Records for this exercise Start Marker

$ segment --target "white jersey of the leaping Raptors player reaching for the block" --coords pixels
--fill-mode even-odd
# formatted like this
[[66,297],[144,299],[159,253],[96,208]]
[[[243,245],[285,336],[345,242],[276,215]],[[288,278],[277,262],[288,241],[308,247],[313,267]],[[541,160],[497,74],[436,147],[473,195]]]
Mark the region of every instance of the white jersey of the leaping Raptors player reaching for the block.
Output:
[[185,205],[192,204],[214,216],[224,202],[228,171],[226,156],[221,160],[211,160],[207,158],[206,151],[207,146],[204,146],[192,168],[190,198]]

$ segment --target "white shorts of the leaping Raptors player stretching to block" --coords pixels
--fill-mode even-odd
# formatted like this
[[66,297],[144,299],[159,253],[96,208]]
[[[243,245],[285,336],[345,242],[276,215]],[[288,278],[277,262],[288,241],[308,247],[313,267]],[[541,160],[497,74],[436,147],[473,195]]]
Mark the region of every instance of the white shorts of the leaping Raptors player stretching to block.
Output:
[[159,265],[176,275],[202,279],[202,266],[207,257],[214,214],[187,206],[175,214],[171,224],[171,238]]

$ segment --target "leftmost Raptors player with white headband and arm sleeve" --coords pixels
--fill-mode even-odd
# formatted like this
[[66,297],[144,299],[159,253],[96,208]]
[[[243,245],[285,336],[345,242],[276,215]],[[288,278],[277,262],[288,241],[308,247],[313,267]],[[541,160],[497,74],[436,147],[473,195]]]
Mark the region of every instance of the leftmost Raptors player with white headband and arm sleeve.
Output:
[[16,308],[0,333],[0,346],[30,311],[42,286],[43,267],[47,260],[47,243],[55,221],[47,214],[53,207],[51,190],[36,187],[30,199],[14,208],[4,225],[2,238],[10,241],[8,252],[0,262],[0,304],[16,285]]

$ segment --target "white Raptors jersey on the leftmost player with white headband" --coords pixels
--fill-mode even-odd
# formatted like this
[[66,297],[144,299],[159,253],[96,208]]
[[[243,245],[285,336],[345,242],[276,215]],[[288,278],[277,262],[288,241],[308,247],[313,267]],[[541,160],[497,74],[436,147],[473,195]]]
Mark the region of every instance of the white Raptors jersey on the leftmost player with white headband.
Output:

Records for this exercise End Marker

- [What is being asked]
Could you show every line of the material that includes the string "player"?

- [Completed task]
$ segment --target "white jersey of the leaping Raptors player reaching for the block" --coords pixels
Mark the region of every instance of the white jersey of the leaping Raptors player reaching for the block.
$ segment --target "white shorts of the leaping Raptors player stretching to block" --coords pixels
Mark the region of every instance of the white shorts of the leaping Raptors player stretching to block.
$ segment --target "leftmost Raptors player with white headband and arm sleeve" --coords pixels
Mark the region of every instance of the leftmost Raptors player with white headband and arm sleeve.
$ segment --target "white Raptors jersey on the leftmost player with white headband" --coords pixels
Mark the region of every instance of the white Raptors jersey on the leftmost player with white headband.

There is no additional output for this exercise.